In the corporate world, decision making tends to be viewed as a considered, binary process that is led by data and best practice – but businesses are ultimately run by humans. This means that the idiosyncrasies of the human brain influence a range of business choices.
These become obvious when processing the outcomes of technology-oriented decisions, which bring out every facet of our psyche. This is because, for lots of companies, new tech still represents an unknown quantity.
The Covid-19 pandemic acted as a catalyst for many businesses, who took the leap and embraced new digital tools to survive. A significant proportion, however, were less willing to take the plunge.
I recently collaborated with Xero on abehavioural science study that explored the psychological barriers to digital change. It found that, despite clear benefits, there remains a resistance to change and scepticism around technology adoption. While six out of ten companies claimed to be confident when embracing new technology, there was evident apathy towards technology, as only three out of ten would consider themselves worse off if digital investment is postponed.
Of course, factors such as cost can stall the pursuit of digital strategy, but I’ve often found that inertia around technology can be explained by psychological factors impacting business leaders.
Why are businesses still averse to technology change?
You might think businesses would be accustomed to constant change, making it easier for them to embrace new ways of thinking and tools to keep pace with an expanding digital economy. Instead, many still opt to maintain the status quo.
It’s true that change is the only constant in our lives, but we are often afraid of it. Theoretical models suggest that change causes stress because it is associated with a lack of control that stems from the unpredictability of the outcomes.
We lose control when our status quo is threatened – perhaps a new digital application is introduced to better support the finance team, but employees are nervous about the associated risk. It’s not a lack of experience of change holding them back, but an unknown result.
Avoiding psychology flaws in technology decision making
There are a number of psychological factors influencing digital decision makers. These can vary depending on the size of the organisation.
For larger businesses, ‘groupthink’ can be dangerous, taking hold when a leadership team does not seek insight from elsewhere in the company. This leads to faulty decision-making processes that occur in highly cohesive teams such as those of senior leaders, often bound together by hierarchical status. Since everything seems fine on the surface, they are likely to make more extreme decisions, which lean towards either being safe or being very risky. In stressful situations requiring significant change, such teams get so used to the status quo and the feeling of safety that comes with predictability, that they aren’t willing to consider any other paths.
For larger businesses, ‘groupthink’ can be dangerous, taking hold when a leadership team does not seek insight from elsewhere in the company.
Employees in larger firms are also more likely to lack psychological safety due to perceptions of disposability, especially at times of rapid change. They are less confident to speak up, something that often becomes entrenched during a crisis because people tend to agree with ideas imposed on them due to fear or the need to feel stability. In this context, key stakeholders in digital strategy may not voice their opinions.

## TASK ITEM:
Reproduce everything in the article on resistance to technology change from "The Covid-19 pandemic" down to "impacting business leaders.".

## Referring expression data:

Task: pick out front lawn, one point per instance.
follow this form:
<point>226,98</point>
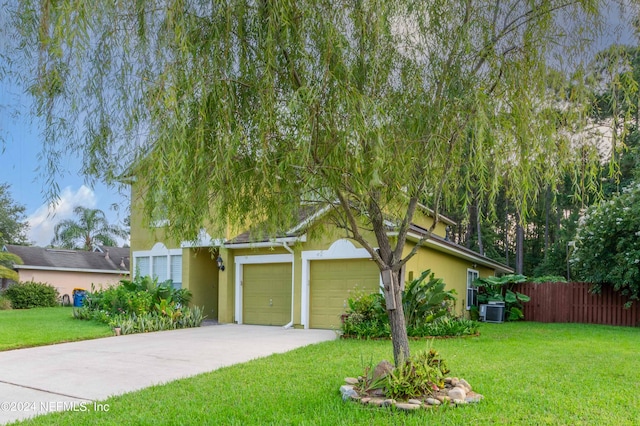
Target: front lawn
<point>21,328</point>
<point>529,373</point>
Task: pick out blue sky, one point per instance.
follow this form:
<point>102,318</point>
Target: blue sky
<point>19,167</point>
<point>22,143</point>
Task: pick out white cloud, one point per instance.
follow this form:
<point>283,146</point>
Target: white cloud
<point>45,218</point>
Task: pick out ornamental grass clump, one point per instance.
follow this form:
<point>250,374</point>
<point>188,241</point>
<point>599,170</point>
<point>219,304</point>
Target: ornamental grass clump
<point>141,305</point>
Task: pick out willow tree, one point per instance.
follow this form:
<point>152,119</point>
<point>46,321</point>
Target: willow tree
<point>238,111</point>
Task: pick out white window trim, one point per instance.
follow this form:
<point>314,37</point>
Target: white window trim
<point>240,261</point>
<point>158,249</point>
<point>340,249</point>
<point>470,284</point>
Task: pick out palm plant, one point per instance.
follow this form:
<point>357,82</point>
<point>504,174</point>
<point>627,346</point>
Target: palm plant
<point>91,228</point>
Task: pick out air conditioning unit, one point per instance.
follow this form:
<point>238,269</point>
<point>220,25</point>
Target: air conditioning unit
<point>492,312</point>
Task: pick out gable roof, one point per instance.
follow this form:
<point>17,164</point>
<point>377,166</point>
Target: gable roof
<point>111,260</point>
<point>309,215</point>
<point>442,244</point>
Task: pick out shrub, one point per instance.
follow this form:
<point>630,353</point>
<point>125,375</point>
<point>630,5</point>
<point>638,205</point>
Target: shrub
<point>423,302</point>
<point>141,306</point>
<point>501,289</point>
<point>366,317</point>
<point>427,307</point>
<point>32,295</point>
<point>155,321</point>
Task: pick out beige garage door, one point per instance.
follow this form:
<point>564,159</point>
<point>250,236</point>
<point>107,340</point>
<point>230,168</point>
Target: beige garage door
<point>331,281</point>
<point>266,294</point>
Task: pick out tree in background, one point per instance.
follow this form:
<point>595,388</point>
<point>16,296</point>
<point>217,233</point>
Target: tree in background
<point>13,227</point>
<point>7,261</point>
<point>249,109</point>
<point>608,244</point>
<point>90,229</point>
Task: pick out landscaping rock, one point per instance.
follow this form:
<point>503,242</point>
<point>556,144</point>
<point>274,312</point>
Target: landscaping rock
<point>351,380</point>
<point>348,392</point>
<point>382,370</point>
<point>406,406</point>
<point>376,401</point>
<point>473,397</point>
<point>378,392</point>
<point>432,401</point>
<point>457,393</point>
<point>465,384</point>
<point>443,398</point>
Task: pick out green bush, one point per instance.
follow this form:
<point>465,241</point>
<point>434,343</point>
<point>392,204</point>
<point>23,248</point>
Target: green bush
<point>423,302</point>
<point>155,321</point>
<point>366,317</point>
<point>427,308</point>
<point>32,295</point>
<point>501,290</point>
<point>140,306</point>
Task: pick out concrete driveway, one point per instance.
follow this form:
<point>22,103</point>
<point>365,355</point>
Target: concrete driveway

## EXERCISE SOLUTION:
The Covid-19 pandemic acted as a catalyst for many businesses, who took the leap and embraced new digital tools to survive. A significant proportion, however, were less willing to take the plunge.
I recently collaborated with Xero on abehavioural science study that explored the psychological barriers to digital change. It found that, despite clear benefits, there remains a resistance to change and scepticism around technology adoption. While six out of ten companies claimed to be confident when embracing new technology, there was evident apathy towards technology, as only three out of ten would consider themselves worse off if digital investment is postponed.
Of course, factors such as cost can stall the pursuit of digital strategy, but I’ve often found that inertia around technology can be explained by psychological factors impacting business leaders.